[EXTRACT Boundary: Start]

Holders of warrants purchased in this offering will have no rights as common stockholders until such holders exercise their warrants and acquire our common stock.
Until holders of the warrants acquire shares of our common stock upon exercise of such warrants, the holders will have no rights with respect to the shares of our common stock underlying such warrants, such as voting rights or the rights to receive dividends. Upon exercise of the warrants, the holders will be entitled to exercise the rights of a common stockholder only as to matters for which the record date occurs after the exercise.
Significant holders or beneficial holders of our common stock may not be permitted to exercise warrants that they hold.
Holders of the warrants will not be entitled to exercise any portion of any warrant which, upon giving effect to such exercise, would cause the aggregate number of shares of our common stock beneficially owned by the holder (together with its affiliates) to exceed a specified percentage of the number of shares of our common stock outstanding immediately after giving effect to the exercise, as such percentage ownership is determined in accordance with the terms of the warrants. As a result, you may not be able to exercise your warrants for shares of our common stock at a time when it would be financially beneficial for you to do so. In such circumstance you could seek to sell your warrants to realize value, but you may be unable to do so in the absence of an established trading market for the warrants.
You may experience immediate and substantial dilution in the net tangible book value per share of the common stock you purchase.
The effective public offering price per share of common stock in this offering may exceed the net tangible book value per share of our common stock outstanding prior to this offering, in which case you may incur an immediate and substantial dilution in the net tangible book value of the shares of common stock you purchase in this offering or the shares of common stock underlying the warrants you purchase in this offering. After giving effect to the sale by us of shares of our common stock (or pre-funded warrants in lieu thereof) and common warrants to purchase shares of our common stock at the combined public offering price of $ per share of common stock (or pre-funded warrant in lieu thereof) and the accompanying common warrant, and after deducting underwriting discounts and commissions and estimated offering expenses payable by us, you will experience immediate dilution of $ per share, representing the difference between the effective public offering price per share and our as adjusted net tangible book value per share as of June 30, 2022 after giving effect to this offering. The exercise of warrants, including the pre-funded warrants and common warrants issued in this offering, the exercise of outstanding stock options and the vesting of other stock awards may result in further dilution of your investment. See “Dilution” for a more detailed discussion of the dilution you will incur if you purchase common stock in this offering.
Use of Proceeds
We estimate that we will receive net proceeds from our issuance and sale of shares of our common stock and warrants in this offering of approximately $ million, after deducting the underwriting discounts and commissions and estimated offering expenses payable by us. These estimates exclude the proceeds, if any, from the exercise of the warrants sold in this offering.
We intend to use the net proceeds from this offering, if any, to fund ongoing clinical development of UBX1325, including the BEHOLD and ENVISION studies, and other general corporate purposes, including working capital, operating expenses and capital.

[EXTRACT Boundary: End]
[DATASET EXTRACT Boundary: Start]

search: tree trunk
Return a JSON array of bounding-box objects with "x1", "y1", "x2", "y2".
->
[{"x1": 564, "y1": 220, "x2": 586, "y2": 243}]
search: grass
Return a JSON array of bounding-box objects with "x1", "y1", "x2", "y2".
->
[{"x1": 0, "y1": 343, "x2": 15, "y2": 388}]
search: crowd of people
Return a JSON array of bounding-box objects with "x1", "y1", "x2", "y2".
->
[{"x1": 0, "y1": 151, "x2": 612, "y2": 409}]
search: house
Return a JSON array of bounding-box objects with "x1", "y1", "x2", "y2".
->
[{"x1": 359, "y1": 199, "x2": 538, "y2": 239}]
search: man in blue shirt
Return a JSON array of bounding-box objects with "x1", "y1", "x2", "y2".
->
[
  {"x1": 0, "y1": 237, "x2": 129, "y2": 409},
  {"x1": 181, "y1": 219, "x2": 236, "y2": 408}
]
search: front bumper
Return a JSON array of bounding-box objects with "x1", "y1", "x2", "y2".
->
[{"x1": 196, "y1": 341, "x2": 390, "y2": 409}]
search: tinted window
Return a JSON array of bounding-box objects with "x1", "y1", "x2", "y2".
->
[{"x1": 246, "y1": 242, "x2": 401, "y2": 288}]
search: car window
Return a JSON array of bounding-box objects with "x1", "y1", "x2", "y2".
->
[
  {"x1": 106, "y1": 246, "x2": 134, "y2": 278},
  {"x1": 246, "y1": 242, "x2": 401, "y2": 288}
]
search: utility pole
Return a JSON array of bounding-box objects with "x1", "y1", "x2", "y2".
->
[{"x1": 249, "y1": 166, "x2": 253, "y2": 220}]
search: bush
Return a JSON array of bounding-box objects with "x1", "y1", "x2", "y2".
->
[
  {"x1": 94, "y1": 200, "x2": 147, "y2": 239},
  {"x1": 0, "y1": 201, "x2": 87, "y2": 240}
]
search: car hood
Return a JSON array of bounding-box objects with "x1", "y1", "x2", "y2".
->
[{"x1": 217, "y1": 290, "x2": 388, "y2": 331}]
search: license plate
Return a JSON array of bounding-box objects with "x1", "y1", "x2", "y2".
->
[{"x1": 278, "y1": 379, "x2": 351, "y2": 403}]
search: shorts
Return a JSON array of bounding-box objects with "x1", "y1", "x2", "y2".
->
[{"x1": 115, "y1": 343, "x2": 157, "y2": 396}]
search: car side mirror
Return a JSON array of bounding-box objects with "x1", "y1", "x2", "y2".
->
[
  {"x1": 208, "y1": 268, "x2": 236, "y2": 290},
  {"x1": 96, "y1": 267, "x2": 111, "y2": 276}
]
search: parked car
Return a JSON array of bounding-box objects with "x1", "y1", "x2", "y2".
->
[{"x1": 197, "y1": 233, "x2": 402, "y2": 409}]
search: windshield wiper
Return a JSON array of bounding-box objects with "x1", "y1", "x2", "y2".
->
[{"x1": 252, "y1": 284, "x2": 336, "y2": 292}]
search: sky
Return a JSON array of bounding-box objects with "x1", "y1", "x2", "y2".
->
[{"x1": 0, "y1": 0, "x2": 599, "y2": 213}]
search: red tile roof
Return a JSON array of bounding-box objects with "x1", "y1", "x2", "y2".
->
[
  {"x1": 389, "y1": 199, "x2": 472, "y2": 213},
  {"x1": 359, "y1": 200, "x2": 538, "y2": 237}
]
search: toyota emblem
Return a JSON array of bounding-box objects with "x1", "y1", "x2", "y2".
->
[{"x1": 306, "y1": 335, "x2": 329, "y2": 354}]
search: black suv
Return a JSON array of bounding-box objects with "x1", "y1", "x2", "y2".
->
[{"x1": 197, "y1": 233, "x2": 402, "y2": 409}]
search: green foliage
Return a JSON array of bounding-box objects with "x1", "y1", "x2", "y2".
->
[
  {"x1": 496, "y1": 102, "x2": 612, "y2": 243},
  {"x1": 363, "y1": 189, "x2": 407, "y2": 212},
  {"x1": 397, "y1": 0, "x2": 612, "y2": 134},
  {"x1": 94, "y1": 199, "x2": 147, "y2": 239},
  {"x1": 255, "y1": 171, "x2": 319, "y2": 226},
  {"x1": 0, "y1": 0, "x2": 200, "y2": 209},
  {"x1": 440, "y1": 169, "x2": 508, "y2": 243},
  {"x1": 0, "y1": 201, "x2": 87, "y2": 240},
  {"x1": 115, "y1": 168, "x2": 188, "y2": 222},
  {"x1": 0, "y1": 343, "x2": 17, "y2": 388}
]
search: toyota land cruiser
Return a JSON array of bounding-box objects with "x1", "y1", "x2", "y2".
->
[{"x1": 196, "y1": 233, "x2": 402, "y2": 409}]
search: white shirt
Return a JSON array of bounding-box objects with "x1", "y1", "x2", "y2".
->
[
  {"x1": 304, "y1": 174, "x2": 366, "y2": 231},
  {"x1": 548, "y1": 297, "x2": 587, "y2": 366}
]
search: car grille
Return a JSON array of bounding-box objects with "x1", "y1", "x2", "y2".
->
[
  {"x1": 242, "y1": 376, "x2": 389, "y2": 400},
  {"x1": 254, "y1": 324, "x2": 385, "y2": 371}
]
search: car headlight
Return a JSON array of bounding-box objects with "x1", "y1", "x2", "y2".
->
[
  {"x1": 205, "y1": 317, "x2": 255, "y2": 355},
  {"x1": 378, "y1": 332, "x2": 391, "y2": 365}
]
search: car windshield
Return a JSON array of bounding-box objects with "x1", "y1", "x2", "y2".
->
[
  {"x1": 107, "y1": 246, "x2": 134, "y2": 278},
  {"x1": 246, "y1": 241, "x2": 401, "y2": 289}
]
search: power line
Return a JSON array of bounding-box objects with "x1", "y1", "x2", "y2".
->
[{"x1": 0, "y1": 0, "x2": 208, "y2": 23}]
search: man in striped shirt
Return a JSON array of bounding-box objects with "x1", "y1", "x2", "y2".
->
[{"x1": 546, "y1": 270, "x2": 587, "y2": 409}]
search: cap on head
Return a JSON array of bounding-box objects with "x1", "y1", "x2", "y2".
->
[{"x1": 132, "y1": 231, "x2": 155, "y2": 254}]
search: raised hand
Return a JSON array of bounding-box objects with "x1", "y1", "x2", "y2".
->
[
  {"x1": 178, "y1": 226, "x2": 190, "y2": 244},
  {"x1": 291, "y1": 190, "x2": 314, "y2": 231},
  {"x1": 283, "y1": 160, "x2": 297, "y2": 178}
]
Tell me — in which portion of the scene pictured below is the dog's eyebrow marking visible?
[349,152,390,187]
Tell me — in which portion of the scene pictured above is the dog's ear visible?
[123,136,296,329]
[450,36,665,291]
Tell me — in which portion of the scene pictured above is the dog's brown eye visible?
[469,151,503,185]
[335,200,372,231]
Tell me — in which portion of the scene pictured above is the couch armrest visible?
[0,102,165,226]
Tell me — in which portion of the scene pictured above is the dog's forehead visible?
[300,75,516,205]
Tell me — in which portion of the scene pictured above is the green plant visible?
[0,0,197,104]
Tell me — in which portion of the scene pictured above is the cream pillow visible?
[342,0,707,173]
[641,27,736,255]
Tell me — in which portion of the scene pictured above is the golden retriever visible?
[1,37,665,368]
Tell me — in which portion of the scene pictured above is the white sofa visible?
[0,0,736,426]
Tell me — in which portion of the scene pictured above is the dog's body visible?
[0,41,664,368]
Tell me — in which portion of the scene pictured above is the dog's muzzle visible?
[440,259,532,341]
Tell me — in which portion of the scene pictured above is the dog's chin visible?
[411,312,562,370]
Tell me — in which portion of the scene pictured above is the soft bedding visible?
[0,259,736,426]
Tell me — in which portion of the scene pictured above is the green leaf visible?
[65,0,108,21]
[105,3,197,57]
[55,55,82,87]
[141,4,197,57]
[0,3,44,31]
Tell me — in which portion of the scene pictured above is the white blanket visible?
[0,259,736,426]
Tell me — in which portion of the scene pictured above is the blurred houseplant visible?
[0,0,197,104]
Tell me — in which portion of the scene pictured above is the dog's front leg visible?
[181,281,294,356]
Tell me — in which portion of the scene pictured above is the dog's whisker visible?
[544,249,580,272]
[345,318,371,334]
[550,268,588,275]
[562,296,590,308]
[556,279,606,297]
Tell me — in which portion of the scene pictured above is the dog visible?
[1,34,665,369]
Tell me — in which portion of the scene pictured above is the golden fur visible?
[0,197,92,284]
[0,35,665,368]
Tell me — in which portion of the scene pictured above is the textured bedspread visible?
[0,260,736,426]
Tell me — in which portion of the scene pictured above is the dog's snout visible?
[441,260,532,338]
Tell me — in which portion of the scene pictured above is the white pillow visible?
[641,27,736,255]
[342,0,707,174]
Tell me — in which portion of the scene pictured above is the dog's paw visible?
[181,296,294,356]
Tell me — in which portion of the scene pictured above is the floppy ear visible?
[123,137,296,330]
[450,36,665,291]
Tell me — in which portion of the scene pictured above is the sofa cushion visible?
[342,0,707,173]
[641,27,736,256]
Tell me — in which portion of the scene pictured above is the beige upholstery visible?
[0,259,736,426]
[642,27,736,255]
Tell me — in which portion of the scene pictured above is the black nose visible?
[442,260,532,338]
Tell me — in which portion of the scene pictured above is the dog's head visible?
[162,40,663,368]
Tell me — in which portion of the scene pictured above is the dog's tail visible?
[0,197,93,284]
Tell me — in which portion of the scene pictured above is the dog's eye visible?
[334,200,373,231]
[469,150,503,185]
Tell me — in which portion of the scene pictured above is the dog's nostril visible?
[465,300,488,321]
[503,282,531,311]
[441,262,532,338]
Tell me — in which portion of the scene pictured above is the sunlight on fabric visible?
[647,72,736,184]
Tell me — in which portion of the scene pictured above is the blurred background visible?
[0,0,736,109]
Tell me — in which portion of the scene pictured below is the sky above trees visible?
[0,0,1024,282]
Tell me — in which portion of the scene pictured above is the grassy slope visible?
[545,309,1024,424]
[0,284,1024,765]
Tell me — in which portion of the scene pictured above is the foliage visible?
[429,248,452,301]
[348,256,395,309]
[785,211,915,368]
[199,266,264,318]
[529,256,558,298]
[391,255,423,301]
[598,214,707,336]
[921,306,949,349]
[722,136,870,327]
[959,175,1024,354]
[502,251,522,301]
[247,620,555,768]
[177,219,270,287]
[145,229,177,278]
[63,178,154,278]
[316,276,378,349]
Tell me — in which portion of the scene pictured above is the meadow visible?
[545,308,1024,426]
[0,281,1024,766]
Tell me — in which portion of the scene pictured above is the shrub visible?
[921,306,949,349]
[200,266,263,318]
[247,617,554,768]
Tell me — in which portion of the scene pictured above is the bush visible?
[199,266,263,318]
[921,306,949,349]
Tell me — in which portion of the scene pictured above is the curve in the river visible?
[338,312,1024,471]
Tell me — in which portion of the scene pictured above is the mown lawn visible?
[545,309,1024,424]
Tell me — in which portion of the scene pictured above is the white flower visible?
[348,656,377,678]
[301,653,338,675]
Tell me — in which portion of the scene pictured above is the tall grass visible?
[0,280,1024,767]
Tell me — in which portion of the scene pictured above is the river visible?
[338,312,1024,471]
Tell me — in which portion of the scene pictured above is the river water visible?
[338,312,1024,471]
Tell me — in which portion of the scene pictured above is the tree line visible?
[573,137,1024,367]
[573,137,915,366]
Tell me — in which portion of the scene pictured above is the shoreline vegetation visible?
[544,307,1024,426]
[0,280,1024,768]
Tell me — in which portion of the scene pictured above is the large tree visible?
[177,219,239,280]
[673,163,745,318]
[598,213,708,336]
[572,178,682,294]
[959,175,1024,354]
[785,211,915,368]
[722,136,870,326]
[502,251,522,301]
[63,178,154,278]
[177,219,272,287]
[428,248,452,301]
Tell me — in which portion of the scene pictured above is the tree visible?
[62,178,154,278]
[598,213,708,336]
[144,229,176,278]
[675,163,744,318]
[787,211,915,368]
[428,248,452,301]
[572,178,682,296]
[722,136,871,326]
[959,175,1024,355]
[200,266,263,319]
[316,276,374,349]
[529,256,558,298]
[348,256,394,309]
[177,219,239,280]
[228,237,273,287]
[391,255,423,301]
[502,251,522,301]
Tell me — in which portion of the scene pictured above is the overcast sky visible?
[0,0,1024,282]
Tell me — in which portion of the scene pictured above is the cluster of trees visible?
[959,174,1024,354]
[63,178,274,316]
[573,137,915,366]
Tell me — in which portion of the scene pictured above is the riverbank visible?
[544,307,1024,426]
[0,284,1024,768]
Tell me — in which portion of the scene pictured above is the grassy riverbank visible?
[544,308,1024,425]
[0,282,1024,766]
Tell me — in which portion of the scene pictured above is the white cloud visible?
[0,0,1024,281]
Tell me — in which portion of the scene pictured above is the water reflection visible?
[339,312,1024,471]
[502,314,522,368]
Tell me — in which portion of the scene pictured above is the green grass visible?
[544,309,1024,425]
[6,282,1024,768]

[DATASET EXTRACT Boundary: End]

**YOUR TASK:** Duplicate a portion of the offering risk factors text: begin at the words that have "Use of Proceeds" and stop after "sold in this offering.".

**OUTPUT OF THE TASK:**
Use of Proceeds
We estimate that we will receive net proceeds from our issuance and sale of shares of our common stock and warrants in this offering of approximately $ million, after deducting the underwriting discounts and commissions and estimated offering expenses payable by us. These estimates exclude the proceeds, if any, from the exercise of the warrants sold in this offering.